> PROBLEM
Copy each line of the data below exactly, leaving out pictures.

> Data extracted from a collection
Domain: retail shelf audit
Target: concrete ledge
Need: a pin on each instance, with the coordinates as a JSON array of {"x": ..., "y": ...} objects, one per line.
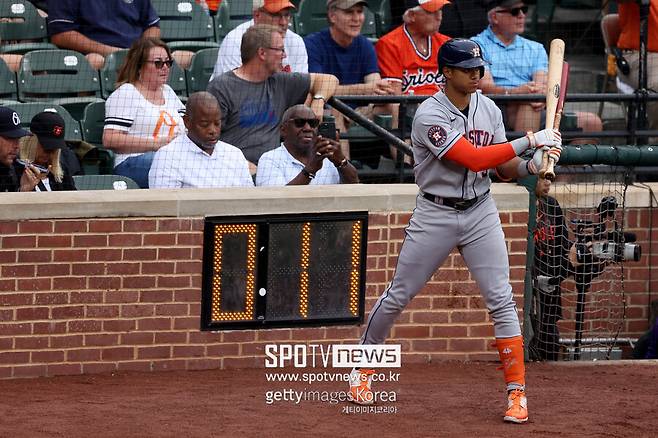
[{"x": 229, "y": 202}]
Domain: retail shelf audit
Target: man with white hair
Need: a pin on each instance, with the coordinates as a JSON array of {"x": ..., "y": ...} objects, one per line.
[{"x": 273, "y": 12}]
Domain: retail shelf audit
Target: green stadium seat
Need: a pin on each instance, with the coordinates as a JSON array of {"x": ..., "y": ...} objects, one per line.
[
  {"x": 110, "y": 70},
  {"x": 311, "y": 17},
  {"x": 8, "y": 89},
  {"x": 28, "y": 110},
  {"x": 23, "y": 24},
  {"x": 239, "y": 12},
  {"x": 200, "y": 70},
  {"x": 93, "y": 121},
  {"x": 184, "y": 25},
  {"x": 62, "y": 77},
  {"x": 104, "y": 182}
]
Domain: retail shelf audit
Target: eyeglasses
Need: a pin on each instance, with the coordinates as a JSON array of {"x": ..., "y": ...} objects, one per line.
[
  {"x": 286, "y": 15},
  {"x": 515, "y": 11},
  {"x": 159, "y": 63},
  {"x": 300, "y": 123}
]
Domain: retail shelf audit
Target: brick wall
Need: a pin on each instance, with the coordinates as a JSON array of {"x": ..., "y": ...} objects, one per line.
[{"x": 98, "y": 295}]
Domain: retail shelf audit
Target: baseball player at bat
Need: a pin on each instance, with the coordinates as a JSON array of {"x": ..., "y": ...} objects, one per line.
[{"x": 457, "y": 136}]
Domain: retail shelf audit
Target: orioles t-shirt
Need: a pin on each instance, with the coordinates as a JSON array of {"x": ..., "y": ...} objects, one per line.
[
  {"x": 400, "y": 60},
  {"x": 127, "y": 110}
]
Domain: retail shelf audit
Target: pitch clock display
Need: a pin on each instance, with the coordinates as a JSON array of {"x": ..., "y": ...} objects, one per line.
[{"x": 283, "y": 270}]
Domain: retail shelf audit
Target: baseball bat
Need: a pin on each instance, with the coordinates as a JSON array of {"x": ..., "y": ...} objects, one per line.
[
  {"x": 555, "y": 61},
  {"x": 549, "y": 173}
]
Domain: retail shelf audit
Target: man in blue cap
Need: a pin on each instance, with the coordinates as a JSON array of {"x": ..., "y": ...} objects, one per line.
[{"x": 10, "y": 133}]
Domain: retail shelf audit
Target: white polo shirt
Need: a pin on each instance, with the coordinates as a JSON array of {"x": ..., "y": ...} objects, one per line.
[
  {"x": 278, "y": 167},
  {"x": 229, "y": 58},
  {"x": 182, "y": 164}
]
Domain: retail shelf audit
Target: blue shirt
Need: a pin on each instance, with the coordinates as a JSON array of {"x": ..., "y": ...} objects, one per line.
[
  {"x": 511, "y": 65},
  {"x": 113, "y": 22},
  {"x": 349, "y": 64}
]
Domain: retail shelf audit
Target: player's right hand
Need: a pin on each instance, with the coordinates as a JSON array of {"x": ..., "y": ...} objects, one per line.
[{"x": 548, "y": 137}]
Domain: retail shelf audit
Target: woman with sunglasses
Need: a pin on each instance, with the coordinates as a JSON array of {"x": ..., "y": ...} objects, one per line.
[{"x": 143, "y": 113}]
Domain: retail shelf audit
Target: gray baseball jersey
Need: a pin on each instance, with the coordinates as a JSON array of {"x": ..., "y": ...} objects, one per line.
[
  {"x": 436, "y": 228},
  {"x": 437, "y": 126}
]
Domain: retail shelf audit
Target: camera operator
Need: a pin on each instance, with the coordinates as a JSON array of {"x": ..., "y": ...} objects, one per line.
[{"x": 551, "y": 266}]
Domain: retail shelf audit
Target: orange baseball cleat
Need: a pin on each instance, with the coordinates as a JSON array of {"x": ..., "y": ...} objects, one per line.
[
  {"x": 360, "y": 381},
  {"x": 517, "y": 407}
]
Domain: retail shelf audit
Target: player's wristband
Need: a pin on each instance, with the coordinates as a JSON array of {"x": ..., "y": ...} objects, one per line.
[
  {"x": 532, "y": 139},
  {"x": 308, "y": 174}
]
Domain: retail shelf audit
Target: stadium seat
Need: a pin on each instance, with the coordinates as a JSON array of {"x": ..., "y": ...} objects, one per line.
[
  {"x": 239, "y": 12},
  {"x": 200, "y": 70},
  {"x": 110, "y": 72},
  {"x": 23, "y": 24},
  {"x": 311, "y": 17},
  {"x": 60, "y": 77},
  {"x": 93, "y": 121},
  {"x": 8, "y": 90},
  {"x": 184, "y": 25},
  {"x": 104, "y": 182},
  {"x": 28, "y": 110}
]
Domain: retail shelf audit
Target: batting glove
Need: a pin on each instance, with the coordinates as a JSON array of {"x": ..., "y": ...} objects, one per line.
[
  {"x": 548, "y": 137},
  {"x": 534, "y": 164}
]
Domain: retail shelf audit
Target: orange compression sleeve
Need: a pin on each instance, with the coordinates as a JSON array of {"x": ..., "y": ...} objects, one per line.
[{"x": 476, "y": 159}]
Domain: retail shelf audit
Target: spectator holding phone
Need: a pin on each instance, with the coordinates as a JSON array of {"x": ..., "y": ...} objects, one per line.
[
  {"x": 144, "y": 113},
  {"x": 305, "y": 157},
  {"x": 42, "y": 152},
  {"x": 10, "y": 133}
]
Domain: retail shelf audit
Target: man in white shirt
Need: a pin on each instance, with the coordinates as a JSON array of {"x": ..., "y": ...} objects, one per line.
[
  {"x": 304, "y": 157},
  {"x": 277, "y": 13},
  {"x": 199, "y": 159}
]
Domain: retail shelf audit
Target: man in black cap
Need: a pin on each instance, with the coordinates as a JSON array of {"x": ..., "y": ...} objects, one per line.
[
  {"x": 10, "y": 133},
  {"x": 44, "y": 149}
]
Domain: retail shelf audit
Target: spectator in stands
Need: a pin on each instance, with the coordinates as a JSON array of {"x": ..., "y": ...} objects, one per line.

> ANSWER TO THE PROBLEM
Domain: retail shelf audit
Target: concrete ledge
Need: a pin on each instance, with the coordinates as a JSON array of {"x": ..., "y": ...} objects, one per line.
[{"x": 229, "y": 202}]
Domain: retail shelf audit
Target: man with white hair
Need: a pin on each instance, with the coordinates as a JSON array of {"x": ..., "y": ...} objects, one per line.
[{"x": 273, "y": 12}]
Domain: retail shelf audit
Target: green stadium seat
Need: a pin on each instance, with the coordinates as a JSON array of {"x": ..., "y": ...} objects, one per line.
[
  {"x": 110, "y": 70},
  {"x": 311, "y": 17},
  {"x": 8, "y": 89},
  {"x": 28, "y": 110},
  {"x": 23, "y": 24},
  {"x": 239, "y": 12},
  {"x": 200, "y": 70},
  {"x": 93, "y": 121},
  {"x": 184, "y": 25},
  {"x": 62, "y": 77},
  {"x": 104, "y": 182}
]
Domain: retail shelf audit
Target: eyeglasses
Need: a pin on each instance, with the coordinates as a JSON array of {"x": ..., "y": ...} objects, one per line.
[
  {"x": 286, "y": 15},
  {"x": 515, "y": 11},
  {"x": 159, "y": 63},
  {"x": 300, "y": 123}
]
Domain: retail shelf audit
Target: brick wall
Need: a pin on each instance, with the coordinates as a JSON array of {"x": ..., "y": ...} objects, one per line.
[{"x": 98, "y": 295}]
Domain: retail shelf audit
Target: baseball player at bat
Need: a pin on each instance, with the coordinates as a JSON array of {"x": ..., "y": ...} objects, one per line.
[{"x": 457, "y": 136}]
Domain: retail shelf audit
Target: orioles t-shirt
Need: a pin on each instance, with the coordinates as a JSON array of {"x": ..., "y": ...} objects, one per line.
[
  {"x": 400, "y": 60},
  {"x": 127, "y": 110}
]
Domain: retail shelf audit
Target: pitch clock display
Need: a pin on each instance, with the coordinates as a JSON array of {"x": ..., "y": ...} objects, one per line.
[{"x": 283, "y": 270}]
Domain: retail shelf audit
Target: baseball bat
Need: a pin on each instance, with the coordinates as a JSON array of {"x": ..., "y": ...} objects, one per line.
[
  {"x": 555, "y": 61},
  {"x": 549, "y": 173}
]
Domain: retail shelf audit
Target: man in blue cap
Need: a pin on each instance, with the coordinates as a JSON array of {"x": ..., "y": ...} objects, one per line.
[{"x": 10, "y": 133}]
Domain: retail shelf audit
Target: white polo shirt
Need: a pin on each instance, with the coordinates as a JSON array of {"x": ..., "y": ...} objects, one per line.
[
  {"x": 278, "y": 167},
  {"x": 229, "y": 58},
  {"x": 182, "y": 164}
]
Domain: retail shelf audit
Target: blue shirt
Need: a pin on each instance, with the coordinates as a JSON array of {"x": ..., "y": ...} objects, one per line.
[
  {"x": 511, "y": 65},
  {"x": 113, "y": 22},
  {"x": 349, "y": 64}
]
Domain: retail shelf audit
Target: player's right hand
Need: a pin on each instance, with the coordinates as a JSON array of {"x": ..., "y": ...} objects, one per line.
[{"x": 548, "y": 137}]
Domain: retail shelf audit
Target: woman with sunglasses
Need: a pin on each instance, with the coordinates as a JSON array of {"x": ..., "y": ...} objects, one per line.
[{"x": 143, "y": 113}]
Domain: retail shelf audit
Target: gray baseball jersey
Need: a pin on each instance, with the coordinates as a JSON array of {"x": ..., "y": ...} objects, one per line.
[
  {"x": 436, "y": 228},
  {"x": 437, "y": 126}
]
Domain: retail shelf audit
Target: camera operator
Need: a pin on each instance, with the coordinates as a JSON array of {"x": ..., "y": ...} objects, one per line.
[{"x": 551, "y": 266}]
Domain: retail shelf audit
Target: orange baseball cleat
Need: a pin on each instance, with the coordinates as a JSON array of {"x": ..., "y": ...} objects, one per line.
[
  {"x": 360, "y": 381},
  {"x": 517, "y": 407}
]
Domain: retail shelf audit
Target: player's wristband
Need: a pin on each instance, with the coordinates as a JSON array of {"x": ..., "y": ...} objects, one per line.
[
  {"x": 532, "y": 139},
  {"x": 308, "y": 174}
]
Domain: retail shelf audit
Target: stadium seat
Need: a pin on each instance, with the coordinates as a JSON array of {"x": ..., "y": ...} objects, one per line.
[
  {"x": 239, "y": 12},
  {"x": 200, "y": 70},
  {"x": 110, "y": 72},
  {"x": 23, "y": 24},
  {"x": 311, "y": 17},
  {"x": 60, "y": 77},
  {"x": 93, "y": 121},
  {"x": 8, "y": 90},
  {"x": 184, "y": 25},
  {"x": 104, "y": 182},
  {"x": 28, "y": 110}
]
Domain: retail shelf audit
Target: batting glove
Need: a pin on each instance, with the coordinates as a JSON array of {"x": ..., "y": ...} objects, one per line.
[
  {"x": 548, "y": 137},
  {"x": 534, "y": 164}
]
Domain: retail shelf audit
Target: orange compression sleeve
Need: a pin on each instance, with the coordinates as a JSON array of {"x": ..., "y": ...} objects, one per line.
[{"x": 476, "y": 159}]
Domain: retail shelf audit
Target: spectator holding phone
Need: a pin on each instance, with the coordinates as a JSON array of {"x": ..., "y": ...} objects, one per line.
[
  {"x": 144, "y": 113},
  {"x": 305, "y": 157},
  {"x": 42, "y": 152},
  {"x": 10, "y": 133}
]
Domain: retail shelf audit
Target: man in white shirt
Need: a pin on each instance, with the coordinates as a JSON array of {"x": ..., "y": ...} objects, one per line.
[
  {"x": 304, "y": 157},
  {"x": 277, "y": 13},
  {"x": 199, "y": 159}
]
Domain: retail shelf audit
Target: man in black cap
Need: a pin on each instance, with the coordinates as a JSON array of {"x": ..., "y": ...} objects, one per line.
[
  {"x": 10, "y": 133},
  {"x": 44, "y": 149}
]
Domain: retail shelf audit
Target: spectator in stands
Need: a pin on each instance, with the coordinates as a JSON array of {"x": ..., "y": ...} objects, one per line.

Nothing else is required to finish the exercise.